> **WHAT THE TASK ASKS**:
Please count the lines of the records that contain the string "cabinet", matching case exactly, and reply with only that number.

> **ROWS**:
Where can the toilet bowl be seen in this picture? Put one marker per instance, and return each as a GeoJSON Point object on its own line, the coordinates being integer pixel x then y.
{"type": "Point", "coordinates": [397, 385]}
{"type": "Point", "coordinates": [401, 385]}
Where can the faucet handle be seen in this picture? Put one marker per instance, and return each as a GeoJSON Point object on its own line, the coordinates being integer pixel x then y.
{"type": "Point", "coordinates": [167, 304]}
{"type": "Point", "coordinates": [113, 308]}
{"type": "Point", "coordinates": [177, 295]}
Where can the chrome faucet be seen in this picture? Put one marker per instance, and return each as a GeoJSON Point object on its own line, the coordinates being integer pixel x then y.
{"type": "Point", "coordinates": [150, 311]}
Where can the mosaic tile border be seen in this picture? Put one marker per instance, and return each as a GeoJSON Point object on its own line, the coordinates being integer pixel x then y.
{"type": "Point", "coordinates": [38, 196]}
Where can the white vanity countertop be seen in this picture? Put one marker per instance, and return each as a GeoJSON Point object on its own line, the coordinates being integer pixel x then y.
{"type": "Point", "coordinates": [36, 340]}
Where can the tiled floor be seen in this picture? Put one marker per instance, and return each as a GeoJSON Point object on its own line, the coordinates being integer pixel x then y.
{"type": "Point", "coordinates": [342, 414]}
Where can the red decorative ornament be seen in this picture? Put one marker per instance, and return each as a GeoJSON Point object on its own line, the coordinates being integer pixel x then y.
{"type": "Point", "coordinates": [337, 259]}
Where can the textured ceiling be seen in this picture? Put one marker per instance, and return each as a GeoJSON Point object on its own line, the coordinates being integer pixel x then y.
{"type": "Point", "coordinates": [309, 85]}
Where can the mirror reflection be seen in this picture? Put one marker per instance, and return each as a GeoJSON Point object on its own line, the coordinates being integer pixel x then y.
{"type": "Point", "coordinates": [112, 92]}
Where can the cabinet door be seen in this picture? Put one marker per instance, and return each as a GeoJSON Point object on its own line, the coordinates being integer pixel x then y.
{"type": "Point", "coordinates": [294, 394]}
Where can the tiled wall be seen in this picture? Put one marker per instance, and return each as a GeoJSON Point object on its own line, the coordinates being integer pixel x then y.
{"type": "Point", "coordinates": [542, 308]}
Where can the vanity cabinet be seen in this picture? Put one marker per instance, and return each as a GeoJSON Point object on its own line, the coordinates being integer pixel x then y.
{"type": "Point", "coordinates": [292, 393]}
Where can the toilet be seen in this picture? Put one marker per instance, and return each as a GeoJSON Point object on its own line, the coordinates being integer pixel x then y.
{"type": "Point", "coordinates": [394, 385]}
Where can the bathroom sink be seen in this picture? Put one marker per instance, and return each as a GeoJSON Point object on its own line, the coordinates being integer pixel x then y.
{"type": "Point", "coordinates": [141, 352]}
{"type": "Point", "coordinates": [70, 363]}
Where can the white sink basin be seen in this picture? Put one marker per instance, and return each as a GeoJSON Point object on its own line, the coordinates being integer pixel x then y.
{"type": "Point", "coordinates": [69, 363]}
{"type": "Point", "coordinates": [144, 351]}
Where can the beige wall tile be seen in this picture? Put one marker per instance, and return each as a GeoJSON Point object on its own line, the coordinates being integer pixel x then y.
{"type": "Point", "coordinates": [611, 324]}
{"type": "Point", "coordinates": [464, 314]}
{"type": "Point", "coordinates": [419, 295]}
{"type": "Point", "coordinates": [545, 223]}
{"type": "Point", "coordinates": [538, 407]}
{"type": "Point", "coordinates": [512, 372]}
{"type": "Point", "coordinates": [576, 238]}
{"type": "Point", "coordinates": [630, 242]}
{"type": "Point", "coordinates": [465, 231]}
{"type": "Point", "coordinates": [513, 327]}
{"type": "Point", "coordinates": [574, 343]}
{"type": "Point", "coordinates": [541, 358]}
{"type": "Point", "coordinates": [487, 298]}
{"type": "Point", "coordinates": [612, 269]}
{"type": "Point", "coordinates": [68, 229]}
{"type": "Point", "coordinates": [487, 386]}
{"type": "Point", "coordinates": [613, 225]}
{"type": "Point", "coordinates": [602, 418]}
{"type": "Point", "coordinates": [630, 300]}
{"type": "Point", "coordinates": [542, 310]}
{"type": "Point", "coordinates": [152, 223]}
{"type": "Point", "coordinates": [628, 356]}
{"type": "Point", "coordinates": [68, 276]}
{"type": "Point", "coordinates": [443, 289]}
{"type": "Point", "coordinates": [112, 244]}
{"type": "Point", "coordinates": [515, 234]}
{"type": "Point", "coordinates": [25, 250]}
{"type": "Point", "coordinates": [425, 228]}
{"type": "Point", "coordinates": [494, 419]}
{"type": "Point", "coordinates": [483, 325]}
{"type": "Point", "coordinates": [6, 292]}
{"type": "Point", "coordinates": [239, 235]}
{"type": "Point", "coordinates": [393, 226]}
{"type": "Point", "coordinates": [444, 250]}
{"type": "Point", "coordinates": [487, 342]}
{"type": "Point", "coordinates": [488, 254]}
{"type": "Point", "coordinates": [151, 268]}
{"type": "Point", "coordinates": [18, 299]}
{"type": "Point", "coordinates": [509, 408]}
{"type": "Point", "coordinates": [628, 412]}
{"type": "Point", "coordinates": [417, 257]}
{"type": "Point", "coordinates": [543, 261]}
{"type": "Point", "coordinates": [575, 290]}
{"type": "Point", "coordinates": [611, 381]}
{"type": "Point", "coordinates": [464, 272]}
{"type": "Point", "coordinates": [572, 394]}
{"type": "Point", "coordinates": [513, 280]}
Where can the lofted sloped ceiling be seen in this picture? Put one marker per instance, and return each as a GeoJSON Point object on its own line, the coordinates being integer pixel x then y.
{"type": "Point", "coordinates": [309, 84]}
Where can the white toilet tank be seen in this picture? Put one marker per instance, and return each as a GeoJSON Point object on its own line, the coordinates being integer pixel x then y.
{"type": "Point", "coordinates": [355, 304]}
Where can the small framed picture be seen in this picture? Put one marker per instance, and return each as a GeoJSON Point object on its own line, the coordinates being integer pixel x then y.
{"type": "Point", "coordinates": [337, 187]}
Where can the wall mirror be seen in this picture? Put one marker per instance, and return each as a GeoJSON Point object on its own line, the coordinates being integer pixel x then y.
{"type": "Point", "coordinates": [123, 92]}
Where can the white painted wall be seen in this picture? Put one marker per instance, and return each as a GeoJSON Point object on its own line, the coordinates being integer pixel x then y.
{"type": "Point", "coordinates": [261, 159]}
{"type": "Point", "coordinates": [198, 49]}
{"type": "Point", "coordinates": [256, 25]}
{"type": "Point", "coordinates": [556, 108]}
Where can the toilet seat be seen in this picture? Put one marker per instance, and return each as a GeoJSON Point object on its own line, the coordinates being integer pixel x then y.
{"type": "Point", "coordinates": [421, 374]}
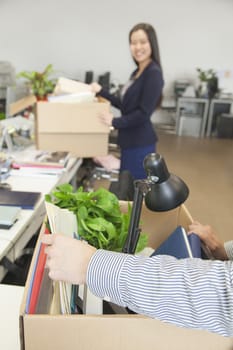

> **COMPLETE OUTPUT**:
2